* **PROVIDED RECORDS**:
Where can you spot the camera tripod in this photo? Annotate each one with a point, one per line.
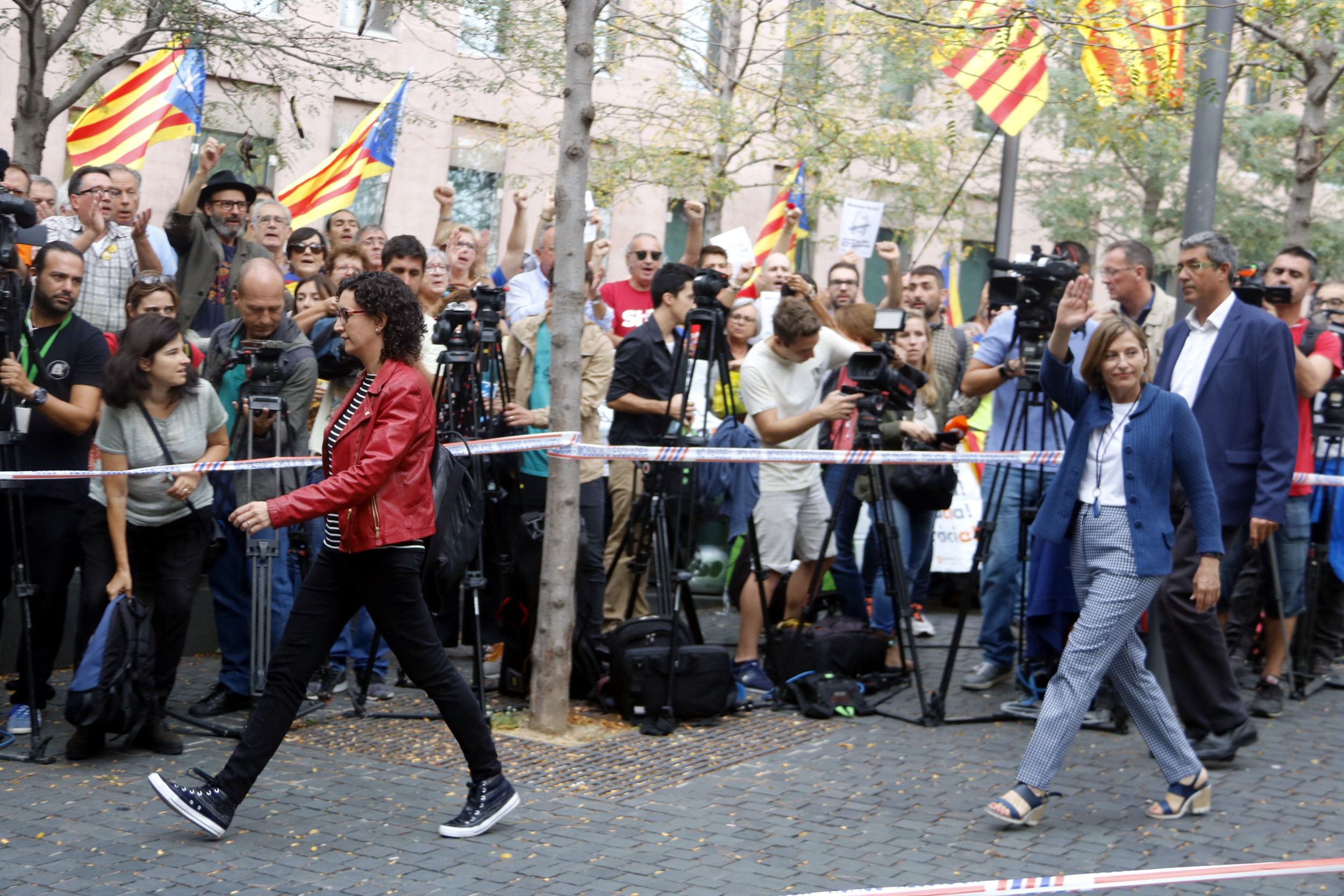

* * *

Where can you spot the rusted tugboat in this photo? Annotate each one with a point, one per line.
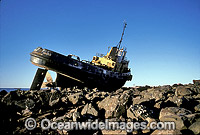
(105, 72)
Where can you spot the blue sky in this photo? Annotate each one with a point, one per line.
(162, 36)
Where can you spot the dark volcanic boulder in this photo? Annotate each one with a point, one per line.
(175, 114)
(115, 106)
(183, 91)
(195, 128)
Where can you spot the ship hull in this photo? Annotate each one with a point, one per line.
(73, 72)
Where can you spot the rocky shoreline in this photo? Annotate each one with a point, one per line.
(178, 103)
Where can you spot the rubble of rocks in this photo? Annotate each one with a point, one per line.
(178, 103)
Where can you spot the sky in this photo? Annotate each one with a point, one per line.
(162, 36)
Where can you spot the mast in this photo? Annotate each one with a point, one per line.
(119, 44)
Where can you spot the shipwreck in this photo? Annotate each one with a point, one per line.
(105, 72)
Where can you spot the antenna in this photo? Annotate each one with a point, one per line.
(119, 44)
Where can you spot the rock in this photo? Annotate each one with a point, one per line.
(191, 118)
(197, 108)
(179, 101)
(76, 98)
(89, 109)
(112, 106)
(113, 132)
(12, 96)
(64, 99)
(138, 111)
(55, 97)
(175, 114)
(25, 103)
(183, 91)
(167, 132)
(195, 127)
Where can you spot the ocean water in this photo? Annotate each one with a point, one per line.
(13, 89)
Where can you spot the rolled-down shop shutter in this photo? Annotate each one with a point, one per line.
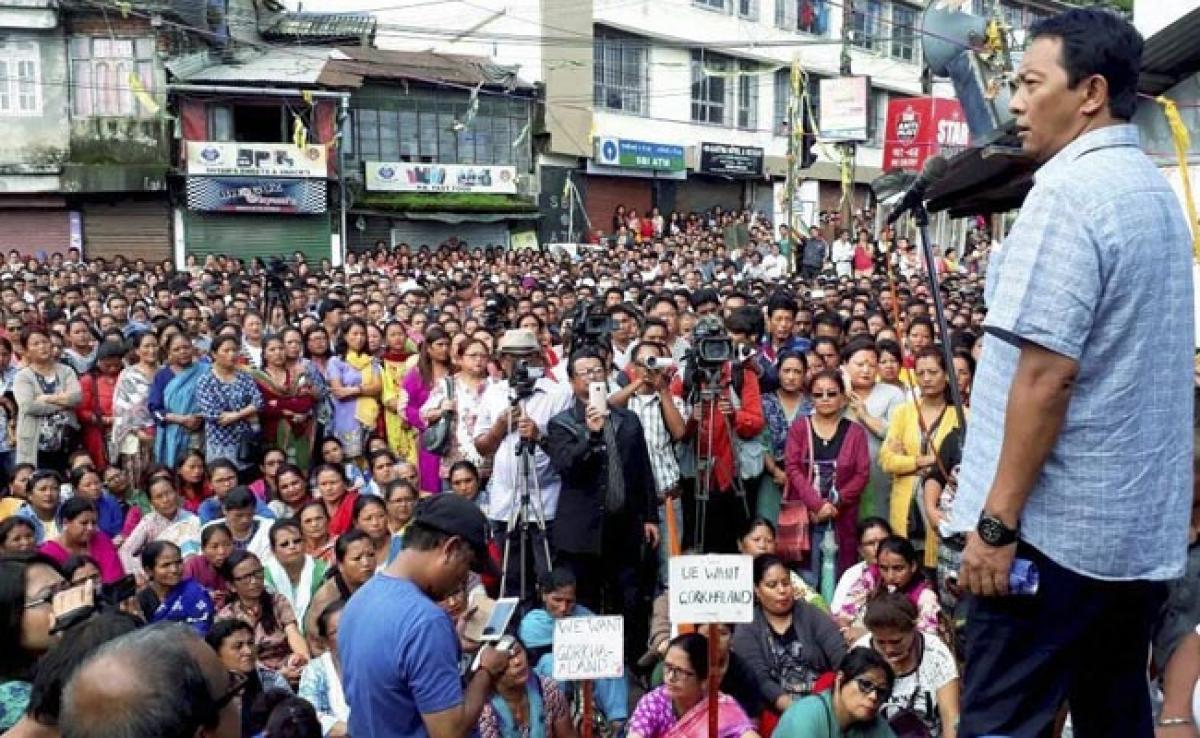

* **TASK OBJECTIVE**: Reproduce the entries above word for word, starting at the line that contains "Where can you spot the mast" and stopping after the line that contains "Where can you spot the rolled-down".

* **CORRECT RESPONSE**:
Where can you spot the mast in this photo? Annotate each one with a point, one per line.
(119, 44)
Where can you spot the shipwreck in this photo? Annotate each one with a point, one per line.
(105, 72)
Where can you spot the antenna in this photo? Annotate each one with a point, one per line.
(119, 44)
Where can you spot the rock in this photo? Annotate each one with a point, one per line.
(191, 118)
(197, 108)
(179, 101)
(76, 98)
(89, 109)
(112, 106)
(113, 132)
(12, 96)
(64, 99)
(138, 111)
(55, 97)
(175, 114)
(25, 103)
(183, 91)
(167, 132)
(195, 127)
Where can you spot the ocean water in this photo? Annotate each one with a point, one per line.
(13, 89)
Where can you spot the rolled-down shop shutter in this photo? Annotate each one with a point, one per line.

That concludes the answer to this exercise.